Segment Open

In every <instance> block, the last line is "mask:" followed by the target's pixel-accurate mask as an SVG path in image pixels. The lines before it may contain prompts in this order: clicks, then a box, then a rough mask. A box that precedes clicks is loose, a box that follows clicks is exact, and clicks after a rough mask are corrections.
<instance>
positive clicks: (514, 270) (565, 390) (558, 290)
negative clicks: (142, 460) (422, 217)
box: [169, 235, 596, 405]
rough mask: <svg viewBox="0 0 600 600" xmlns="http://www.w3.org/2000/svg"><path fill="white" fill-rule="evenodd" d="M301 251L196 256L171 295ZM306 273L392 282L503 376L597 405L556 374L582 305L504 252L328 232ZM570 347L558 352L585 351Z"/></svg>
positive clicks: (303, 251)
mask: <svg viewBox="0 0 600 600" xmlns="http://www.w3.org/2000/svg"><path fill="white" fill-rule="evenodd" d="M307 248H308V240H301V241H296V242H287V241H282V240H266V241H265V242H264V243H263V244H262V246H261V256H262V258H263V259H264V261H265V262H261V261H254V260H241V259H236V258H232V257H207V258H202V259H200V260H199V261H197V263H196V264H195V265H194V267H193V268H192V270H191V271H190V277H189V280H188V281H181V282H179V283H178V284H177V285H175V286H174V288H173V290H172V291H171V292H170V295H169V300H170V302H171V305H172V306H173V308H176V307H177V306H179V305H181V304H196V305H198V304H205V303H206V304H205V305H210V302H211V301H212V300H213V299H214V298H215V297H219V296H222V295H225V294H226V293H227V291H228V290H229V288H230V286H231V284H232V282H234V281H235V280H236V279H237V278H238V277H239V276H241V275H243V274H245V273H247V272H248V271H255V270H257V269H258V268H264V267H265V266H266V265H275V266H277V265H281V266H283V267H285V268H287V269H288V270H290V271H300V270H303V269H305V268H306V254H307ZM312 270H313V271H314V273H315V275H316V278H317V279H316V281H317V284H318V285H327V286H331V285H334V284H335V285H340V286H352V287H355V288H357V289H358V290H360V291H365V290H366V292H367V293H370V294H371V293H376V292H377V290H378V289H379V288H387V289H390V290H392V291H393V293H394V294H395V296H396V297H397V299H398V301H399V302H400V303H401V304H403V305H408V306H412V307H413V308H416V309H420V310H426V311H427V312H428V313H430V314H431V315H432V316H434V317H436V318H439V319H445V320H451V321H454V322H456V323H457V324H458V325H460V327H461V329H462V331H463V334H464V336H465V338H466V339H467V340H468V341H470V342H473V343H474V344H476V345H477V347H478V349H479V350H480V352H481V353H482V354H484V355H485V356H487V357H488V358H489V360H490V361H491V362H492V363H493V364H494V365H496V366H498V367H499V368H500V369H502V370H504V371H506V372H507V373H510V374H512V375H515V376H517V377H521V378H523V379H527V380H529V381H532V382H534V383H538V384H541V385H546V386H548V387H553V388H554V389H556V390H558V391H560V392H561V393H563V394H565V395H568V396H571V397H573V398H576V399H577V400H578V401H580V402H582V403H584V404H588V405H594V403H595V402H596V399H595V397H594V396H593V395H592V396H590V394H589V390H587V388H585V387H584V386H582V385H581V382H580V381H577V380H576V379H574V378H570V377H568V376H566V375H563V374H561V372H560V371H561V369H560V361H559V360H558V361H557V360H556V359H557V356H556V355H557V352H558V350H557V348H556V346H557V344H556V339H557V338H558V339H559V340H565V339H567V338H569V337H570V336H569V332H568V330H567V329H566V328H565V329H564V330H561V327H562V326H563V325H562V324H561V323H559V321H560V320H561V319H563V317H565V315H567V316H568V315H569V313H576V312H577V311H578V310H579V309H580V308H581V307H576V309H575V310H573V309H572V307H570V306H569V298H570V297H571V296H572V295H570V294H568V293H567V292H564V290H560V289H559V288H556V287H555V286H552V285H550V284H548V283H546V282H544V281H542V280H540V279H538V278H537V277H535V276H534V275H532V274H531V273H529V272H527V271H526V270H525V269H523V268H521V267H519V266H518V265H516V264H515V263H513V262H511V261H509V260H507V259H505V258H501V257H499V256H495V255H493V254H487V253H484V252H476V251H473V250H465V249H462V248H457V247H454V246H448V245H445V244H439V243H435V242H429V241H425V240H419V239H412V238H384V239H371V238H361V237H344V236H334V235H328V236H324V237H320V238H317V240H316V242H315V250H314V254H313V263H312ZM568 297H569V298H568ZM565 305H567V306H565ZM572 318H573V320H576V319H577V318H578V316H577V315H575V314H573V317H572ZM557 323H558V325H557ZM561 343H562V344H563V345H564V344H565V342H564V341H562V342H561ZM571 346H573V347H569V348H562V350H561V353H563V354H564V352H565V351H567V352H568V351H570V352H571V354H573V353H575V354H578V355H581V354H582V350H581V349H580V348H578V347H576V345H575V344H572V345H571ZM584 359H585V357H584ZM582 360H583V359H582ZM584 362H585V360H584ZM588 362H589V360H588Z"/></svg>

Segment Closed

Problem> Rewrite the part that opens with the line containing "rough mask: <svg" and closes with the line containing "positive clicks: (303, 251)", changing "rough mask" to "coarse mask" and leaving everything else as it is. Give only those lines.

Completed exercise>
coarse mask: <svg viewBox="0 0 600 600" xmlns="http://www.w3.org/2000/svg"><path fill="white" fill-rule="evenodd" d="M301 251L196 256L171 295ZM306 273L392 282L503 376L597 405L556 374L582 305L504 252L328 232ZM570 347L558 352L585 351Z"/></svg>
positive clicks: (303, 251)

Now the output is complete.